Useful Analogies
February 10, 2004
Now that we're in the last few months of the Era of Pop-Ups on the web, I'm kind of curious what the annoying ad format means. I think pop-ups are distinct from pop-unders; The ones appearing behind your browser seem more like a slime trail left by aggressive advertisers, whereas those first X10 ads always seemed somewhat more invasive.
It seems to me that pop-ups should be analogous to the tear-out cards in magazines, a form of promotion that calls attention to itself and is intrusive but somehow doesn't seem to be against the "rules" of the medium. Yet everyone I speak to thinks pop-ups are damn near offensive and has no problem plucking all the tear-outs from a magazine or simply ignoring them while reading. Even accounting for the learning curve that some users will have just figuring out how to close these windows, there's a visceral reaction that I find fascinating.
Why is our experience of pop-ups on the web qualitatively different than other forms of intrusive advertising?
Previously: I've got the urge to kill
Next: While we weren't looking
Jason Wall
Perhaps its because there are so many of them, and unlike a card between magazine pages, they obscure what you’re reading, and take up bandwidth, wasting your time.
ripples
‘Cos we consider the Internet as the most personal and customized medium and can’t bear to see that this small, imaginary world being intruded upon by strangers!
‘Cos closing these pop-ups require great skill with the mouse, a slight inaccuracy in aim might crop up 1000 other ones!

Information shown
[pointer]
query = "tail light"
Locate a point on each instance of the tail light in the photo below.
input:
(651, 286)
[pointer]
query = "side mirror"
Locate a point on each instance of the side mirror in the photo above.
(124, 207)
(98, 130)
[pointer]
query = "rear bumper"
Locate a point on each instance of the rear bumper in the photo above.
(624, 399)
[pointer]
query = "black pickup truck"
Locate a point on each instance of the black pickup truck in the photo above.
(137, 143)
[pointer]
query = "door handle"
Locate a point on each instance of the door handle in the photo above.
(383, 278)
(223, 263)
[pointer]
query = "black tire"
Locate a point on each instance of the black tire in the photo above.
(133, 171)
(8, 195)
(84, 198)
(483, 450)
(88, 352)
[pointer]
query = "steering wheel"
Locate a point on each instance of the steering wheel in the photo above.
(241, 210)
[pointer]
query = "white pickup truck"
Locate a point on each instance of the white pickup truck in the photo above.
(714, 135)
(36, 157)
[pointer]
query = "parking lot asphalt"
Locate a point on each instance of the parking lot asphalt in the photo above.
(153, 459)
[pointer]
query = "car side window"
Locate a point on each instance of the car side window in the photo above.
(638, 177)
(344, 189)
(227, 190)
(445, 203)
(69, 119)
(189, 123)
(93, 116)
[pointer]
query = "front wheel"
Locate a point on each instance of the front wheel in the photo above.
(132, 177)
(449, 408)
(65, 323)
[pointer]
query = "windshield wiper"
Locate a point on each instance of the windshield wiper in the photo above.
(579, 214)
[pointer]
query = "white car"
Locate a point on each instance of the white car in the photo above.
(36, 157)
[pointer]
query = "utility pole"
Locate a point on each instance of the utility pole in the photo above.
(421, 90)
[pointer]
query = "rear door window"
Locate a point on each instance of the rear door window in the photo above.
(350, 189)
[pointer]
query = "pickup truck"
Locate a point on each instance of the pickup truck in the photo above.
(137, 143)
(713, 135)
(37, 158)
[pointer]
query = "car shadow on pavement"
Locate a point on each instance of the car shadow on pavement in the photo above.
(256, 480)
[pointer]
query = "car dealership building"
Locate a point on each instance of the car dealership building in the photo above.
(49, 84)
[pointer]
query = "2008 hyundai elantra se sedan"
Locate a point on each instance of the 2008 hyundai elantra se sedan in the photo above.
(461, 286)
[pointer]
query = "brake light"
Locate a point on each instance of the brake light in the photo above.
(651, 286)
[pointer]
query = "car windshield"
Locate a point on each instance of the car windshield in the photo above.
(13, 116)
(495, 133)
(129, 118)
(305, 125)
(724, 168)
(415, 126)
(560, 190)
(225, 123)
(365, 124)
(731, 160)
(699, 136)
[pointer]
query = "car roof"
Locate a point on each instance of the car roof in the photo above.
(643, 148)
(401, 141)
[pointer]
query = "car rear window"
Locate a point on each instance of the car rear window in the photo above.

Work instructions
Reproduce the pop-up ads post above in full, word for word.

Correct result
Useful Analogies
February 10, 2004
Now that we're in the last few months of the Era of Pop-Ups on the web, I'm kind of curious what the annoying ad format means. I think pop-ups are distinct from pop-unders; The ones appearing behind your browser seem more like a slime trail left by aggressive advertisers, whereas those first X10 ads always seemed somewhat more invasive.
It seems to me that pop-ups should be analogous to the tear-out cards in magazines, a form of promotion that calls attention to itself and is intrusive but somehow doesn't seem to be against the "rules" of the medium. Yet everyone I speak to thinks pop-ups are damn near offensive and has no problem plucking all the tear-outs from a magazine or simply ignoring them while reading. Even accounting for the learning curve that some users will have just figuring out how to close these windows, there's a visceral reaction that I find fascinating.
Why is our experience of pop-ups on the web qualitatively different than other forms of intrusive advertising?
Previously: I've got the urge to kill
Next: While we weren't looking
Jason Wall
Perhaps its because there are so many of them, and unlike a card between magazine pages, they obscure what you’re reading, and take up bandwidth, wasting your time.
ripples
‘Cos we consider the Internet as the most personal and customized medium and can’t bear to see that this small, imaginary world being intruded upon by strangers!
‘Cos closing these pop-ups require great skill with the mouse, a slight inaccuracy in aim might crop up 1000 other ones!